BESTUDEERDE TEKST |

In die tijd ging Maria snel op reis naar het bergland,
naar een stad in Judea.
Ze ging naar het huis van Zacharias en groette Elisabet.
Zodra Elisabet Maria hoorde,
voelde Elisabet haar kindje bewegen in haar buik.
Zij werd vol van Heilige Geest en zei luid:
'Maria, je bent een vrouw, die graag gezien wordt door God.
Ik wens je al het goede voor het kindje dat je zult krijgen.
Waaraan heb ik het te danken
dat de moeder van mijn Heer bij me komt?
Toen ik je groet hoorde, voelde ik mijn kindje bewegen in mijn buik,
alsof het blij was met het bezoek van de moeder van Jezus.
Gelukkig is de vrouw, die gelooft dat werkelijkheid wordt
wat God tot haar gezegd heeft.

OPDRACHT |
Zet het verhaal over het bezoek van Maria aan Elisabet voort na de laatste zin.

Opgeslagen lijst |
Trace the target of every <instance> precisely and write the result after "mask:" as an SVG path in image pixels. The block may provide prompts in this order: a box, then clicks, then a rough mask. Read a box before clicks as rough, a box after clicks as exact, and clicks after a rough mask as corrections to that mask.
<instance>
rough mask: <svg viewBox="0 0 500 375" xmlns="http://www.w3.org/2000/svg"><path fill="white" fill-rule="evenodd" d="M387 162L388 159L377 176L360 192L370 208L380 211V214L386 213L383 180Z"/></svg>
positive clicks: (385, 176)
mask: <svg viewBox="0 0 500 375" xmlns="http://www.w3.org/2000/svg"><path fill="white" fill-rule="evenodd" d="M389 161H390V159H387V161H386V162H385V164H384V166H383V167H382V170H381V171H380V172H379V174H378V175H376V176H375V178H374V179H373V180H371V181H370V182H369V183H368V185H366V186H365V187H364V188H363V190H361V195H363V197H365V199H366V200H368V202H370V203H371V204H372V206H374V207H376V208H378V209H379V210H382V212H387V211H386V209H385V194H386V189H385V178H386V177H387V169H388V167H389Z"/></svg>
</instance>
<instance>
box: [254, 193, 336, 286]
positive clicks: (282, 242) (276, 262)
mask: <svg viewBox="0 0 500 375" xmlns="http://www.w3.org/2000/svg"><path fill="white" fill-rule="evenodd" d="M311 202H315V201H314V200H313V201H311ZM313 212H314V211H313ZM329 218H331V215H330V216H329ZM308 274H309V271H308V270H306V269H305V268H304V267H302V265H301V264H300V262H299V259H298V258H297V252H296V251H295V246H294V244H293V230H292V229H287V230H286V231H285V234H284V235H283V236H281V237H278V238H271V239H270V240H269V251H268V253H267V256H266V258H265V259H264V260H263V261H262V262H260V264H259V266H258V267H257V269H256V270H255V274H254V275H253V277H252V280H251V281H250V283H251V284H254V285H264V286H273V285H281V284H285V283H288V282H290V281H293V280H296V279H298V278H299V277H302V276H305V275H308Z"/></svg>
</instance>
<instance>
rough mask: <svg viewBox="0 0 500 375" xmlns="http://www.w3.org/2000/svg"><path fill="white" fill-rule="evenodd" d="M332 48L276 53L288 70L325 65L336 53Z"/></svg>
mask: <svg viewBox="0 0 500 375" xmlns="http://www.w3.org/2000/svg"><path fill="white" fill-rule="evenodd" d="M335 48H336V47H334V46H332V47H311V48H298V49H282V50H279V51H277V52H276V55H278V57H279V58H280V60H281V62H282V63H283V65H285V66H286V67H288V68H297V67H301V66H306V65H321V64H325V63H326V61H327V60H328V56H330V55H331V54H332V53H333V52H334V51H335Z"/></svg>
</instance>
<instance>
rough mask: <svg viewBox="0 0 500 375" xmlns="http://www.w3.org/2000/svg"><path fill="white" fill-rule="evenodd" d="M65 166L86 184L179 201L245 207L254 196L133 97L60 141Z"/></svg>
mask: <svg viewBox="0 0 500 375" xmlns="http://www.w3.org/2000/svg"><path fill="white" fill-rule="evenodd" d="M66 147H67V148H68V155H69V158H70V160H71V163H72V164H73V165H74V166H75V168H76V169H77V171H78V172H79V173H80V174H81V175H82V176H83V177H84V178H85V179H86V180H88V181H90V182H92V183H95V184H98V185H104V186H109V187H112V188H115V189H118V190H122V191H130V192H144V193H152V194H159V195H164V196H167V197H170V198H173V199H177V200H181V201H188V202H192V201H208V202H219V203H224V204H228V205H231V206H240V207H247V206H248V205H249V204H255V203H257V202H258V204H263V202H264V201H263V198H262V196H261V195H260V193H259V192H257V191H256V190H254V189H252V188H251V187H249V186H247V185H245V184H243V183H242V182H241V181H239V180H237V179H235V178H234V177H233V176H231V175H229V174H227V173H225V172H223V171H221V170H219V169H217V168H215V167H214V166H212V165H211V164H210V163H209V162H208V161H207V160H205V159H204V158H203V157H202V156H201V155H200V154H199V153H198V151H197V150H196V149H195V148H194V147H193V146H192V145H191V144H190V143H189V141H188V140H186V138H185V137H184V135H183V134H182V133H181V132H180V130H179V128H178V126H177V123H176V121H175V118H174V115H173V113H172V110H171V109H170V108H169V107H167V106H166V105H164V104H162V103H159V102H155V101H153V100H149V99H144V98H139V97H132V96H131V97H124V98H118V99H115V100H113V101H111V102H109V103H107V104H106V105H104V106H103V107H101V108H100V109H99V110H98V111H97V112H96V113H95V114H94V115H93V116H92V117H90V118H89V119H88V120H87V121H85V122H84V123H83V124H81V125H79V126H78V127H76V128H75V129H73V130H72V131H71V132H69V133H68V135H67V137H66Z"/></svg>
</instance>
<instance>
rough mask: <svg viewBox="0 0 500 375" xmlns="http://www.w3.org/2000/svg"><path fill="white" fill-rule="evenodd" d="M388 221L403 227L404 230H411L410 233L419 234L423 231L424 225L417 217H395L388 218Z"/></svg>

ANTWOORD |
Toen zei Maria: Met heel mijn hart juich ik om God, mijn redder.
Want Hij kijkt naar me om. Ik, een eenvoudige vrouw.

Voortaan zegt iedereen dat ik gelukkig ben,
want God deed grote dingen met me.
Heilig is zijn naam, Hij is goed, telkens opnieuw,
voor al wie Hem met respect benadert.
Hij toonde zijn kracht.

Wie zich beter vond dan de anderen, verjoeg Hij.
Wie machtig was, stootte Hij van hun troon.
Wie onbelangrijk was, gaf Hij een hoge plaats.
Wie honger had, gaf Hij het beste.
Wie rijk was, stuurde Hij weg met lege handen.

Hij nam het op voor zijn volk.
Hij was niet vergeten dat Hij lang geleden aan Abraham zei,
dat Hij altijd goed wilde zijn voor hem en voor al zijn kinderen.’

Maria bleef ongeveer drie maanden bij Elisabet.
Daarna keerde ze naar huis terug.



Stilstaan bij...

Maria
(= Grieks; Hebreeuws = Myriam)
Jong ongehuwd meisje uit Nazaret, een stadje in Galilea, een streek die vanuit Jeruzalem als half heidens beschouwd wordt. Haar ouders zouden Joachim en Anna geweest zijn.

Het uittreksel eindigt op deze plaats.